++++ DATASET EXCERPTS ++++
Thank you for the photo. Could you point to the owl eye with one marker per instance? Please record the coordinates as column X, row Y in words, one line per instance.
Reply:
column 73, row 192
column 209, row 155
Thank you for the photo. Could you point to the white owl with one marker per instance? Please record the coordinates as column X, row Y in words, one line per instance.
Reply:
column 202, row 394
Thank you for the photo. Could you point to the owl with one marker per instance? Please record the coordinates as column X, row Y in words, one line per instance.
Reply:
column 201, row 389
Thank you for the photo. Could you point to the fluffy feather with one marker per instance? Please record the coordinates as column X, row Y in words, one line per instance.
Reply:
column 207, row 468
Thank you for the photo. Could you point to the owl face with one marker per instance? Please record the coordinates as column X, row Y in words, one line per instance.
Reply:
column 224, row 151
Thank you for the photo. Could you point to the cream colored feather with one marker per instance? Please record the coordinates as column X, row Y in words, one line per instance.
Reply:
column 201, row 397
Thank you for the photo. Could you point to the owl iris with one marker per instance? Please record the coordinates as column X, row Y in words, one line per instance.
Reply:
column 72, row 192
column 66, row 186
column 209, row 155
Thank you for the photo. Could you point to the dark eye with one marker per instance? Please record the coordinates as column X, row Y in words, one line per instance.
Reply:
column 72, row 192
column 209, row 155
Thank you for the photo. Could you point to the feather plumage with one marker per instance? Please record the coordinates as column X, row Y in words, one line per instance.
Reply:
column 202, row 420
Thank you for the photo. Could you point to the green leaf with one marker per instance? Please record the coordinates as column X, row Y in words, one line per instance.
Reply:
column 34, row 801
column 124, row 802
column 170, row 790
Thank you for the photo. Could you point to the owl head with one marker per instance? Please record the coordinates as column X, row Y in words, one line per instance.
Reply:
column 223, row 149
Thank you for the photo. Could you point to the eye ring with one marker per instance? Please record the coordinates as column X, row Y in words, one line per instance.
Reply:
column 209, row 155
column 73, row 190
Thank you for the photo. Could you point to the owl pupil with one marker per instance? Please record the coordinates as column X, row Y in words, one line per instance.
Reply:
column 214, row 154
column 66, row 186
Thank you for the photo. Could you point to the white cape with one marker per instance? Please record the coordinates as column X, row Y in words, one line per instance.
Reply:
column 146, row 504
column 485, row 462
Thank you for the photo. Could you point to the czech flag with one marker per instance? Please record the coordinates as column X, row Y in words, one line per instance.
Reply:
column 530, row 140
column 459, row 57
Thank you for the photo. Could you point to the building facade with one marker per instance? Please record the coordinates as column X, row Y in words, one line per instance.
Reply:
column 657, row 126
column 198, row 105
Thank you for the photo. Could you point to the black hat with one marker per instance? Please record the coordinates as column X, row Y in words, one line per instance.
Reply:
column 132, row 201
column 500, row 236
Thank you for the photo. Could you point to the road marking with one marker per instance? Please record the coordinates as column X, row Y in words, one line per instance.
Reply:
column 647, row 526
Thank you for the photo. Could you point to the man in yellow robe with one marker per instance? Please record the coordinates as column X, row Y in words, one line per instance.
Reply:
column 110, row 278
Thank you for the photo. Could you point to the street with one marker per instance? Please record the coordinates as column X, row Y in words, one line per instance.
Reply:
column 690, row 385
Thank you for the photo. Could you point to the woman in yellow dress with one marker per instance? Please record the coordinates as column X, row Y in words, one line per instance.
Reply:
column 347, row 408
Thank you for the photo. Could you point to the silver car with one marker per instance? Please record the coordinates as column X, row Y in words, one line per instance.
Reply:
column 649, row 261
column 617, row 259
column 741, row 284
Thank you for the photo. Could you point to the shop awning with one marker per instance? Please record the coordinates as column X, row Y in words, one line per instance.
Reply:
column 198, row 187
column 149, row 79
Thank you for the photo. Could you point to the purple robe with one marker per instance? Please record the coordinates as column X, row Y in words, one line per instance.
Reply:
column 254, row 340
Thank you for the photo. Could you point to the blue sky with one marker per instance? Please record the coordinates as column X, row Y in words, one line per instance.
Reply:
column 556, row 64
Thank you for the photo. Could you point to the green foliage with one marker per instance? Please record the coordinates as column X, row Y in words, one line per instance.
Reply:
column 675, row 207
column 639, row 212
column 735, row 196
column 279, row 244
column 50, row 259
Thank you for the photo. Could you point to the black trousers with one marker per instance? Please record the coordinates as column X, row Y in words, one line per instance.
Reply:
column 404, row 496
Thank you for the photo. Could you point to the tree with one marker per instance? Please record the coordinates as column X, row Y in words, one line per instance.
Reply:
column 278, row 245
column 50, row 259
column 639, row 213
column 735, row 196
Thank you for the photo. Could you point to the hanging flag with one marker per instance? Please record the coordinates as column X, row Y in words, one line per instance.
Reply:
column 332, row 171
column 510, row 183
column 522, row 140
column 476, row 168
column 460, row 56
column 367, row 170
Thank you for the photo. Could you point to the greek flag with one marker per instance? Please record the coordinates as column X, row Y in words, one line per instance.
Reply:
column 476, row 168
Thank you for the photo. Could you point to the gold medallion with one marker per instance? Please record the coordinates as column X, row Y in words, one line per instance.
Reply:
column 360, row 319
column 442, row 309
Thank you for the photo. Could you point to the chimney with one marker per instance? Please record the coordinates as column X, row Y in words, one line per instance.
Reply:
++++
Extract from the records above the lines between the one containing "Thank you for the photo. Could you point to the dark" and the one containing "column 459, row 57", inclusive, and reproduce them without any change.

• SOLUTION:
Thank you for the photo. Could you point to the dark eye with one marker per instance? Please record the coordinates as column X, row Y in words, one line per instance.
Reply:
column 72, row 192
column 209, row 155
Thank you for the photo. Could you point to the feather plumage with one marker per instance? Please record the coordinates as column X, row Y in words, one line per instance.
Reply:
column 202, row 420
Thank you for the photo. Could you point to the green leaf with one marker per instance? Please record the coordinates as column X, row Y in words, one line per instance.
Reply:
column 34, row 801
column 124, row 802
column 170, row 790
Thank you for the photo. Could you point to the owl head with one marker per instance? Please record the coordinates as column X, row Y in words, one line per instance.
Reply:
column 223, row 149
Thank you for the photo. Could you point to the eye ring with one marker per instance? Please record the coordinates as column X, row Y in words, one line per instance.
Reply:
column 209, row 155
column 73, row 190
Thank you for the photo. Could you point to the owl pupil with one marker per instance? Please record the coordinates as column X, row Y in words, one line per instance.
Reply:
column 214, row 154
column 66, row 186
Thank you for the photo. Could you point to the white cape with one marker per instance? Please record the coordinates as column X, row Y in words, one line per instance.
Reply:
column 146, row 504
column 485, row 462
Thank you for the photo. Could you point to the czech flag with one marker per instance? Please record the coordinates as column X, row Y in words, one line per instance.
Reply:
column 530, row 140
column 459, row 57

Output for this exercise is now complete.